→ **WORK REQUIRED**:
Whatever lines the data contains, output all of them unchanged.

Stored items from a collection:
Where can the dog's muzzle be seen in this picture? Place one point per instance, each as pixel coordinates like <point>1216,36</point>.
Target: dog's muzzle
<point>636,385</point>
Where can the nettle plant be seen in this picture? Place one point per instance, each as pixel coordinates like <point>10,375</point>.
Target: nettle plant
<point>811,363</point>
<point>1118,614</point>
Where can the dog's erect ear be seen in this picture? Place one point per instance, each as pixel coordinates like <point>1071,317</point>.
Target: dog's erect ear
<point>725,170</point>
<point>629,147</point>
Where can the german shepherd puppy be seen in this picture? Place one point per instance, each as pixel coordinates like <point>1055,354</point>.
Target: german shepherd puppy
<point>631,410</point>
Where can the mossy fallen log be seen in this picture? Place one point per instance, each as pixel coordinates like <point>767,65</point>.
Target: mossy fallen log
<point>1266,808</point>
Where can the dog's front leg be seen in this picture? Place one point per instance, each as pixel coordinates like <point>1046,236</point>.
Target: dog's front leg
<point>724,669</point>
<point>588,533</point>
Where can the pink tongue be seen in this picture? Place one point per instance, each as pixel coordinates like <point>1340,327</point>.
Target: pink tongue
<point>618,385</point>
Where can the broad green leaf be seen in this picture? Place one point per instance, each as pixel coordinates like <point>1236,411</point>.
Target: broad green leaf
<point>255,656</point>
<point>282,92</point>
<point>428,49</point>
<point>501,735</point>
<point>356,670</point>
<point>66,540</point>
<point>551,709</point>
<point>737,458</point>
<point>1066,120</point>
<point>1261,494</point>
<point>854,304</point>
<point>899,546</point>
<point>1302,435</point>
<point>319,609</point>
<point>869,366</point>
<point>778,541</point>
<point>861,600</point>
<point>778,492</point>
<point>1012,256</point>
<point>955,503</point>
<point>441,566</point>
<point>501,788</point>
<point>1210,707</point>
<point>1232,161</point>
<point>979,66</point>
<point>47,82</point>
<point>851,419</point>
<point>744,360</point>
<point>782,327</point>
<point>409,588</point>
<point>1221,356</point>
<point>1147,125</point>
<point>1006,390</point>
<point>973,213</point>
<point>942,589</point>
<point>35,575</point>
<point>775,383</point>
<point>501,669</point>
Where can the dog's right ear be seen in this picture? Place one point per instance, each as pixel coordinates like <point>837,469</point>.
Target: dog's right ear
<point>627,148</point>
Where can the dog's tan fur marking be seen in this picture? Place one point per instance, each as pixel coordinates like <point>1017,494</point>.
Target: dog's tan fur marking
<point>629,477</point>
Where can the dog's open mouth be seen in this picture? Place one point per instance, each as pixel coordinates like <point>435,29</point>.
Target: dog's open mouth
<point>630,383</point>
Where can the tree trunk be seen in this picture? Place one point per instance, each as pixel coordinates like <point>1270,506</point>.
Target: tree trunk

→ **SOLUTION FOR THIS EXERCISE**:
Where can the dog's muzzle be seen in this picture? Place one point per instance, each as pixel coordinates like <point>1216,36</point>.
Target: dog's muzzle
<point>636,385</point>
Where can the nettle plant be seen in this picture? Place one point per instance, each as pixel coordinates like <point>10,375</point>.
Target: nettle plant
<point>811,363</point>
<point>1118,614</point>
Where can the dog's erect ear be seen in this picture? Place one point per instance, each as pixel coordinates like <point>1071,317</point>.
Target: dog's erect ear
<point>725,170</point>
<point>629,147</point>
Where can the german shepherd puppy be seen in this picture? Place one point per instance, each as pixel coordinates like <point>1055,354</point>.
Target: german shepherd puppy
<point>631,410</point>
Where can the mossy fallen log be seen in this picture? Place one point per instance, each as pixel coordinates like <point>767,65</point>.
Target: mossy fallen log
<point>1266,808</point>
Where can the dog's front leg be seen in this picture? Place one point per instance, each as pixel coordinates like <point>1046,236</point>.
Target: dog's front leg
<point>724,669</point>
<point>588,533</point>
Where can the pink tongue be seen in this picture? Place one point per instance, each as pixel coordinates like <point>1340,327</point>.
Target: pink tongue
<point>618,385</point>
Where can the broad green leaf be seen in this picture? Place one point per instance, each as pixel coordinates like <point>1236,411</point>.
Target: broad green leaf
<point>255,656</point>
<point>282,92</point>
<point>428,49</point>
<point>501,735</point>
<point>356,670</point>
<point>66,540</point>
<point>551,709</point>
<point>737,458</point>
<point>1066,120</point>
<point>1261,494</point>
<point>854,304</point>
<point>899,546</point>
<point>1302,435</point>
<point>319,609</point>
<point>869,366</point>
<point>778,541</point>
<point>861,600</point>
<point>778,492</point>
<point>1012,256</point>
<point>955,503</point>
<point>441,566</point>
<point>501,788</point>
<point>1210,707</point>
<point>1232,161</point>
<point>979,66</point>
<point>47,82</point>
<point>851,419</point>
<point>744,360</point>
<point>782,327</point>
<point>409,588</point>
<point>1221,356</point>
<point>1147,125</point>
<point>1006,390</point>
<point>973,213</point>
<point>942,589</point>
<point>35,575</point>
<point>775,383</point>
<point>501,669</point>
Where can the dog's right ear be seen in this picture? Place one point per instance, each as pixel coordinates like <point>837,469</point>.
Target: dog's right ear
<point>627,148</point>
Where can the dog's tan fur marking be seen in this picture? Place one point per instance, each as pixel coordinates like <point>1017,494</point>.
Target: dog's tan fur marking
<point>629,477</point>
Where can the dog's open mouth be seen in this picture? Place one point per instance, each as pixel coordinates like <point>435,29</point>.
Target: dog's open mouth
<point>630,383</point>
Where can the tree trunk be seen in this picture? Place one point per instance, each as pixel coordinates like <point>1270,506</point>.
Target: tree trunk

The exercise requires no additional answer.